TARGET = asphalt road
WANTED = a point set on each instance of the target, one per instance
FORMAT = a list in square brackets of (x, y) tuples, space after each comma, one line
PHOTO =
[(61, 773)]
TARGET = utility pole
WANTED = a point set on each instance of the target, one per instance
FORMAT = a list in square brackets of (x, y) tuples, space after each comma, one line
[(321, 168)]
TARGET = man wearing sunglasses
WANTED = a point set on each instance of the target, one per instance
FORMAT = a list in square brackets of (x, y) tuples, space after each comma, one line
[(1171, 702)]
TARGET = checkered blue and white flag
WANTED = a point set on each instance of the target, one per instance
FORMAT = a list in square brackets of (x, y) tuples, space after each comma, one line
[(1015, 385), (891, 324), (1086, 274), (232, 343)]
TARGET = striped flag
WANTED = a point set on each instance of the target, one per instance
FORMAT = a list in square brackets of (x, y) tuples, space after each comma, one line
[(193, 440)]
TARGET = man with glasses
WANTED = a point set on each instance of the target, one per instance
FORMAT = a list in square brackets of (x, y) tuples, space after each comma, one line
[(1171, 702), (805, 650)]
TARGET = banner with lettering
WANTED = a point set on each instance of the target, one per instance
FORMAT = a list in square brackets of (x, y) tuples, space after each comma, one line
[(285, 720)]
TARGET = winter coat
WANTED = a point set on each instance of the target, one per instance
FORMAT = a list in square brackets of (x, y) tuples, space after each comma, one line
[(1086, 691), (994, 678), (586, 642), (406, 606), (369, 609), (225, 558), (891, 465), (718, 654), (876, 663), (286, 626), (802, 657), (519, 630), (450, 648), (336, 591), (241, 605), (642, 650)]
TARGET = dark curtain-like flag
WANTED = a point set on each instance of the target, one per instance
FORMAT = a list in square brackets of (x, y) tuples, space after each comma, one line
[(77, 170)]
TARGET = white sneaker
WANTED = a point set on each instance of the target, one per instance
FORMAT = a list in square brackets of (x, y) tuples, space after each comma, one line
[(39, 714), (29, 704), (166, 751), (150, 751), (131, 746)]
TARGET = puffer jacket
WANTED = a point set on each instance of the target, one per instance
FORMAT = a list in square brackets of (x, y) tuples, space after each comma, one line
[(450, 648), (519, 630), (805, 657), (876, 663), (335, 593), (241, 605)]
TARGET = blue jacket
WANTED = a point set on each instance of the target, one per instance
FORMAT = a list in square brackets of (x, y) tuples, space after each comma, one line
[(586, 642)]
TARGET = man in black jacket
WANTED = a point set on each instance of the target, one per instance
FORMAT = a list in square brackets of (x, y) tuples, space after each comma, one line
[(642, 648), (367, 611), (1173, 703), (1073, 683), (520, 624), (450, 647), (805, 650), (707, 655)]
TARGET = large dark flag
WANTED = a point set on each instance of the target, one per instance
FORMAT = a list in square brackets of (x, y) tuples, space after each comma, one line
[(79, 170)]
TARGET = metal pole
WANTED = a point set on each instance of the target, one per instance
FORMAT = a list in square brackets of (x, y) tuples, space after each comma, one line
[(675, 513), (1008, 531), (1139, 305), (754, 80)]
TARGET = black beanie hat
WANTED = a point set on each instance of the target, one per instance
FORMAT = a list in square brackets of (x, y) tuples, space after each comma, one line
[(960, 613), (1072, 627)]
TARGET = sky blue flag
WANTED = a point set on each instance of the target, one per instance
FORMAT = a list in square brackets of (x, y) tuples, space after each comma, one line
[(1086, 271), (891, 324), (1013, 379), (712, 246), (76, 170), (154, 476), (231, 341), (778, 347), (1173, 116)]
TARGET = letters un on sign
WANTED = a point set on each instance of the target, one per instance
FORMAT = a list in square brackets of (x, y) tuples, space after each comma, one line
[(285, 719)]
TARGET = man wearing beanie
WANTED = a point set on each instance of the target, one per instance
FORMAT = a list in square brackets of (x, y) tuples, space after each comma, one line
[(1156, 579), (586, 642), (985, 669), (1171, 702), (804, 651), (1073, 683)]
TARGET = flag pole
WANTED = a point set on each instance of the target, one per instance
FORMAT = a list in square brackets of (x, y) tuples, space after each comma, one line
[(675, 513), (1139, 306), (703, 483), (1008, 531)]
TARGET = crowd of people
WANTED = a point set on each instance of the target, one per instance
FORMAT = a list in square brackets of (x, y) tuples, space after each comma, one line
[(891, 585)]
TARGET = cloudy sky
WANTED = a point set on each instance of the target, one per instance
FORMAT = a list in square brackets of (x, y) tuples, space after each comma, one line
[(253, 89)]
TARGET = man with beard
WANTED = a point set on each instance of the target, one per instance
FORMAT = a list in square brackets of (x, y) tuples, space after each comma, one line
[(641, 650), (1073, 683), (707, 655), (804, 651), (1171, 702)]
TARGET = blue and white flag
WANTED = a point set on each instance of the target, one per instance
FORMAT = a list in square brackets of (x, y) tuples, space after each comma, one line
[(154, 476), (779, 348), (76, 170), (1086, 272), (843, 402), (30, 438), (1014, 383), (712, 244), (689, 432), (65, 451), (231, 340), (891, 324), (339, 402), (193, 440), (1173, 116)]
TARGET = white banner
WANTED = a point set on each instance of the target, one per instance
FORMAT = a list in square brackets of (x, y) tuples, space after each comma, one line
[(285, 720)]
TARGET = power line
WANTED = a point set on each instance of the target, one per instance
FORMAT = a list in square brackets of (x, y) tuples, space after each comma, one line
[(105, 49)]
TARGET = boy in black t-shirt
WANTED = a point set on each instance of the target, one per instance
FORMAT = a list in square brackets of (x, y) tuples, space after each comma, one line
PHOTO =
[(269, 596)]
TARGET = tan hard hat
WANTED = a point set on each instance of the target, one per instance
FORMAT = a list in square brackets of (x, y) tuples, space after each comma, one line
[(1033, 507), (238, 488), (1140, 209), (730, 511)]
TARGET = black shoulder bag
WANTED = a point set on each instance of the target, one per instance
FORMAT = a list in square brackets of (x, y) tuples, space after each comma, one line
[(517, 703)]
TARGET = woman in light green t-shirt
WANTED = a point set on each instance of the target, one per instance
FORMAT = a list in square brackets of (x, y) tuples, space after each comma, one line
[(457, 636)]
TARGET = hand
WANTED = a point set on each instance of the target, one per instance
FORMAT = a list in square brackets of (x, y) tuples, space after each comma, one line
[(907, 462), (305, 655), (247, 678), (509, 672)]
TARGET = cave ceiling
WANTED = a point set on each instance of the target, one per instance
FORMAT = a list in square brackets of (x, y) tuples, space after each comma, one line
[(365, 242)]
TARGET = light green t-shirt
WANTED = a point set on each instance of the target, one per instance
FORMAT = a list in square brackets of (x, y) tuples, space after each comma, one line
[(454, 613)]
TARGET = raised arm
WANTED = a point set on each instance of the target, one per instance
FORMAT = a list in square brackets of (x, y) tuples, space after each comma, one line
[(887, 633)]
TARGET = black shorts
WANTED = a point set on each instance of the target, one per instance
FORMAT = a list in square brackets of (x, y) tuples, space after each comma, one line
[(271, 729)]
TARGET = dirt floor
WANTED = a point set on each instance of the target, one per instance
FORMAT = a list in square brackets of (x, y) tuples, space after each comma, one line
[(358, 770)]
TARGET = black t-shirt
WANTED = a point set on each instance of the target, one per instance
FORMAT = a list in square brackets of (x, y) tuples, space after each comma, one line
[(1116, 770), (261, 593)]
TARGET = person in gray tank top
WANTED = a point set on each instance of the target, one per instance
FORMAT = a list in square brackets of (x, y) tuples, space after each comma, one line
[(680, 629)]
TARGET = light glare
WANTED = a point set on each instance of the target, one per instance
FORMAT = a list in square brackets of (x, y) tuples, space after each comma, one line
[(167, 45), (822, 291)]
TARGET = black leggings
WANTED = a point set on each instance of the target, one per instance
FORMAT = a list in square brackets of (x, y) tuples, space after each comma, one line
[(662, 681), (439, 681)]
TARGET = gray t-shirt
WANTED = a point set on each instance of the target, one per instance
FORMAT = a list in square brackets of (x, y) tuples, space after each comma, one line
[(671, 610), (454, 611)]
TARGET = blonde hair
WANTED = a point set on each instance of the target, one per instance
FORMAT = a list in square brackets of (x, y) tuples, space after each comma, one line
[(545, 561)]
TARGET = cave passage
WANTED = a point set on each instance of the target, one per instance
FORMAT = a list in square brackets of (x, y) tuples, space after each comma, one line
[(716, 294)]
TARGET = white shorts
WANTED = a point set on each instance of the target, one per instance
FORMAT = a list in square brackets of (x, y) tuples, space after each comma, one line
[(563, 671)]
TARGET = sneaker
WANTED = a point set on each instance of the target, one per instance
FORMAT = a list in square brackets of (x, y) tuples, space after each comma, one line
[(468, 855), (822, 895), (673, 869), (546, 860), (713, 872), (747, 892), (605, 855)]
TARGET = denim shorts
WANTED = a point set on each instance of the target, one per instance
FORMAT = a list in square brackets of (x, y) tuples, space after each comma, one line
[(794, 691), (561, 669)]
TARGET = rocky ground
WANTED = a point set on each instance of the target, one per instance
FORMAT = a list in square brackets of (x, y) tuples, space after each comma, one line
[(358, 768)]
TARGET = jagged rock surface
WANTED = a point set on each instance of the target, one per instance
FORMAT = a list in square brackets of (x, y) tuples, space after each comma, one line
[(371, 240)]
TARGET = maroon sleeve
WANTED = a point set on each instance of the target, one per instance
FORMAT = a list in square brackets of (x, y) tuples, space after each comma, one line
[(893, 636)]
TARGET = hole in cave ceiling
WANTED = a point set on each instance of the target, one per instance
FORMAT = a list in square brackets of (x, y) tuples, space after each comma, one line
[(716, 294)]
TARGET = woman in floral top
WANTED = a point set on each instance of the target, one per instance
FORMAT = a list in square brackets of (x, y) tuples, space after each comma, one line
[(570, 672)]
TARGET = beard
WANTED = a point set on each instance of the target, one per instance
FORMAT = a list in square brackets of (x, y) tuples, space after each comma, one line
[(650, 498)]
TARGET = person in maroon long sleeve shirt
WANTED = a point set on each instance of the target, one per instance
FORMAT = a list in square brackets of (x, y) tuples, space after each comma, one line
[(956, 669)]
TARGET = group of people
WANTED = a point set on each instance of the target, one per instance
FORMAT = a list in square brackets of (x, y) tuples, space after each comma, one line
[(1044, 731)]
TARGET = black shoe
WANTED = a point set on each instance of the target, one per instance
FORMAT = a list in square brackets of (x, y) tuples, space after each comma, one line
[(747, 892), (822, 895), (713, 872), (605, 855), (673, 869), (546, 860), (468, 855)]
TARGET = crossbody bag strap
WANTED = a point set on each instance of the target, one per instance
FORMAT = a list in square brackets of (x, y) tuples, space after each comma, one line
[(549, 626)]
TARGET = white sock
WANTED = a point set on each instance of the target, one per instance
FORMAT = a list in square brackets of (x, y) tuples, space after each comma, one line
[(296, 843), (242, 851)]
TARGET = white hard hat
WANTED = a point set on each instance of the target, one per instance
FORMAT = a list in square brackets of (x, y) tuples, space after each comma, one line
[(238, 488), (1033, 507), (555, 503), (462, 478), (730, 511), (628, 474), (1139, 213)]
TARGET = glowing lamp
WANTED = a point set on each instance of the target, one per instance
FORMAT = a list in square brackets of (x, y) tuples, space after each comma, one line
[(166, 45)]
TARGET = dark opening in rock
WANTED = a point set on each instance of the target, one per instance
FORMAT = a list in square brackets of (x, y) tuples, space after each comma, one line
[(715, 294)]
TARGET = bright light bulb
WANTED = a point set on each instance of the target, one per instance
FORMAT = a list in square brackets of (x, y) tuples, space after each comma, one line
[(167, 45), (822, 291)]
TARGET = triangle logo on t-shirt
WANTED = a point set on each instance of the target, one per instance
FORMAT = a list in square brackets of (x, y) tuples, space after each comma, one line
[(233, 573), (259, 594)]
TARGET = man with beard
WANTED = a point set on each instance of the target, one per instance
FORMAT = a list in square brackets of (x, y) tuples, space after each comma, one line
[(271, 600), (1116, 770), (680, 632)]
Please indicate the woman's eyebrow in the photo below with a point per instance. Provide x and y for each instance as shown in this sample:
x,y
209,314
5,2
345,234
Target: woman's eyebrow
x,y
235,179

──────────────────────────────

- PROBLEM DESCRIPTION -
Copy each line of the data above that holds "black".

- SOLUTION TO THE PROBLEM -
TARGET = man in black jacket
TARGET = black beanie hat
TARGET = boy in black t-shirt
TARGET = black shoulder bag
TARGET = black shorts
TARGET = black t-shirt
TARGET = black leggings
TARGET = black shoe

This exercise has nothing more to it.